- **Sobre a tarefa**
Copie, na ordem em que aparecem, todas as frases do texto abaixo, sobre o direito ao exercício da homoafetividade, que contêm a palavra "divórcio", com inicial maiúscula ou minúscula.

- **Texto apresentado**
O direito ao exercí­cio da homoafetividade e o contrato de concivência

A história nos demonstra que a sociedade evolui no momento em que aceita a mudança. Para não irmos muito distantes do foco que nos conduz a estas linhas, dentro do mesmo contexto verificamos que foi assim com o Divórcio. Os casais precisavam se “aturar” eternamente porque nossa legislação não permitia o Divórcio, até 1977. O que mais transforma esse período em uma demonstração infame de preconceito contra a mulher é o fato de que apesar de o adultério até poucos meses atrás configurar crime, não era punido. O homem, insatisfeito com o casamento, buscava no adultério (e a sociedade fingia não enxergar) a satisfação para aceitar a inexistência do Divórcio na legislação. Nem vou aqui entrar na seara da pressão religiosa para que o divórcio ficasse longe das mentes brilhantes do legislativo. E deixemos mesmo o divórcio para outra análise, pois a própria Igreja Católica está empilhada de processos de nulidade de casamento. Se antes admitia uma ou duas causas para a declaração da nulidade, nem percamos tempo, agora, para contarmos quantas são aceitas atualmente.

- **Trechos das linhas**
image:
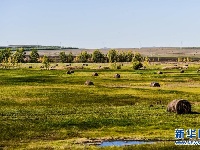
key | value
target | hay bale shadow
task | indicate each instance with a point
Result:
(154, 84)
(117, 75)
(180, 106)
(88, 82)
(95, 74)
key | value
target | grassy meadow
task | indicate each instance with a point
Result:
(49, 109)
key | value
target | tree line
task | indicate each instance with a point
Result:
(19, 56)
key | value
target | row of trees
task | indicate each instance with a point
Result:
(98, 57)
(19, 56)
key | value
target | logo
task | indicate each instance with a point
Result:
(190, 134)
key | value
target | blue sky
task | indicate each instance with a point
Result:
(100, 23)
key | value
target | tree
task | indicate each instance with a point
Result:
(129, 56)
(34, 56)
(70, 57)
(136, 62)
(5, 54)
(112, 55)
(63, 57)
(46, 62)
(97, 56)
(19, 55)
(83, 56)
(137, 57)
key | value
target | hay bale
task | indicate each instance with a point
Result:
(106, 68)
(88, 82)
(95, 74)
(155, 84)
(179, 106)
(117, 75)
(159, 72)
(68, 72)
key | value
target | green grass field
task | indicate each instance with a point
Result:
(49, 109)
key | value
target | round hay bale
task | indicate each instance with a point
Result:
(117, 75)
(88, 82)
(155, 84)
(179, 106)
(95, 74)
(68, 72)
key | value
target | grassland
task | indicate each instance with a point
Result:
(49, 109)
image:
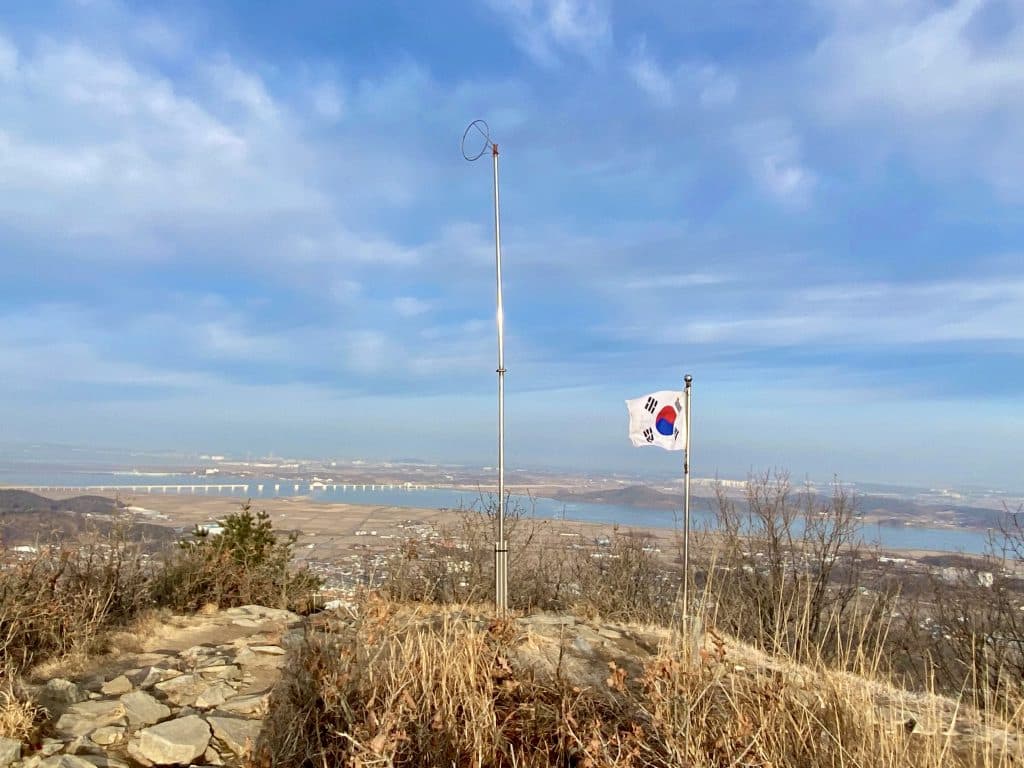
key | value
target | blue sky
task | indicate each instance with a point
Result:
(248, 227)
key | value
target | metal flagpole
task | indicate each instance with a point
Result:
(688, 380)
(501, 546)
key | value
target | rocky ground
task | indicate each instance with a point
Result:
(197, 690)
(195, 694)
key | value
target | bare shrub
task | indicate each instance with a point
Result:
(967, 633)
(787, 568)
(248, 562)
(67, 596)
(406, 685)
(621, 578)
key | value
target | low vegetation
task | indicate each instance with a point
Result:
(404, 684)
(245, 563)
(810, 649)
(62, 598)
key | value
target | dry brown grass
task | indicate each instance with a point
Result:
(415, 685)
(17, 716)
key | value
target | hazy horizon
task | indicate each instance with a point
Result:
(232, 228)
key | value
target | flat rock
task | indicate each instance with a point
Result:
(215, 695)
(50, 747)
(251, 705)
(85, 717)
(237, 734)
(219, 672)
(548, 620)
(109, 734)
(275, 650)
(66, 761)
(10, 750)
(182, 690)
(148, 676)
(104, 761)
(117, 686)
(174, 742)
(58, 693)
(142, 710)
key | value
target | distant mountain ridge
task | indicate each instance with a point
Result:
(631, 496)
(28, 518)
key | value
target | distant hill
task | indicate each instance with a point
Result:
(24, 501)
(631, 496)
(28, 518)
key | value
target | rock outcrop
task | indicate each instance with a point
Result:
(197, 698)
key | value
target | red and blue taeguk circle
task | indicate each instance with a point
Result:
(666, 421)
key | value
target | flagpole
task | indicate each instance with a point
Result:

- **A resposta**
1. Para não irmos muito distantes do foco que nos conduz a estas linhas, dentro do mesmo contexto verificamos que foi assim com o Divórcio.
2. Os casais precisavam se “aturar” eternamente porque nossa legislação não permitia o Divórcio, até 1977.
3. O homem, insatisfeito com o casamento, buscava no adultério (e a sociedade fingia não enxergar) a satisfação para aceitar a inexistência do Divórcio na legislação.
4. Nem vou aqui entrar na seara da pressão religiosa para que o divórcio ficasse longe das mentes brilhantes do legislativo.
5. E deixemos mesmo o divórcio para outra análise, pois a própria Igreja Católica está empilhada de processos de nulidade de casamento.